Problem to work on
In the text about the movie "The Impossible," which publication ran the article that first told the writer about the family's tsunami ordeal?

Text
========
Last week we watched a movie called,“The Impossible.” It was the story of Maria Delon and her family’s ordeal during the Thailand Tsunami in 2004. I wanted to watch the movie because I had previously written a post about the tragedy after reading about it in a “People Magazine” article. I was interested in seeing visually what I had originally experienced in words. I was completely unprepared for what I was about to see.
The movie was fairly graphic in depicting the horrific circumstances of the tsunami. I think the average person might have been completely unaware of the nightmarish circumstances of the event. At least, I know I was. Today, I have decided to repeat the post about the tsunami. I must say that now that I have seen the movie, I agree much more wholeheartedly with the point of the post. I emphatically reiterate that the greatest of all things in life is love.
The idea for this week’s U Love post formed in my mind as I was reading an article recently in “People Magazine” about a family from Spain who survived the 2004 tsunami in Thailand. The article is a gut wrenching account of their ordeal and is worth reading. It made me count my blessings (especially all the ones I neglect to count).
What got me thinking about the blog when I read the story of the Belon family, was the quote from Maria Belon (the mom) which read, “The only thing that matters is love. When you are touching death, you forget about everything else.” That statement really got to me…. down into my very soul….because I knew it to be true. After her family was swept away by the tsunami, nothing in life mattered to Maria Belon except the survival of her husband and children, which was driven by her intense love for them.
========
Data provided

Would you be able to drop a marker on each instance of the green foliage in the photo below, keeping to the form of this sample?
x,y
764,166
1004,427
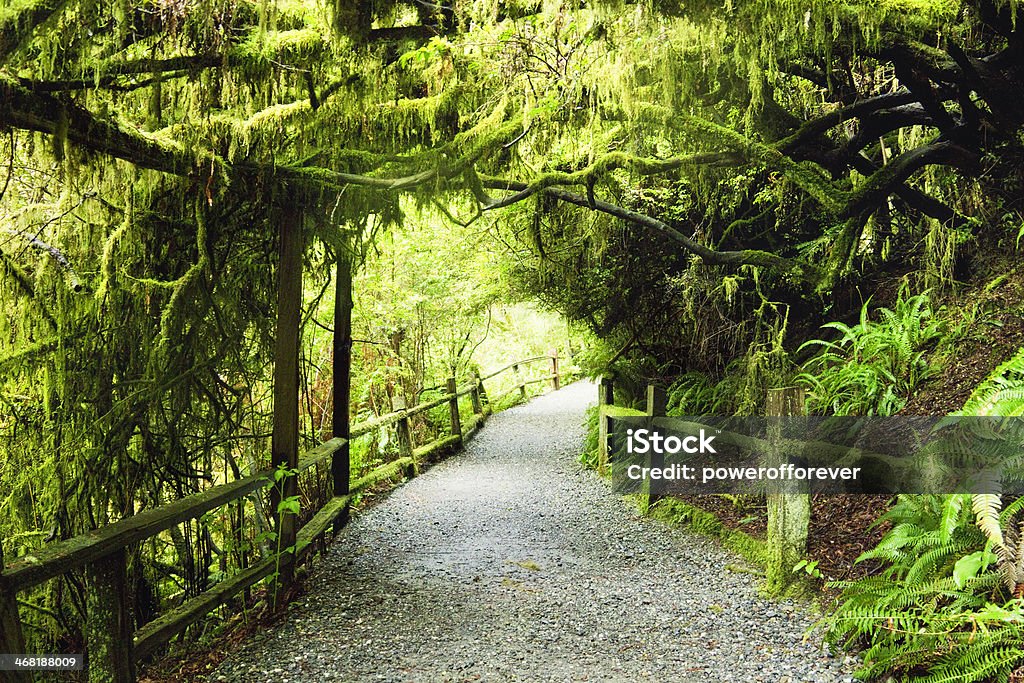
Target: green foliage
x,y
873,366
936,611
========
Solution below
"People Magazine"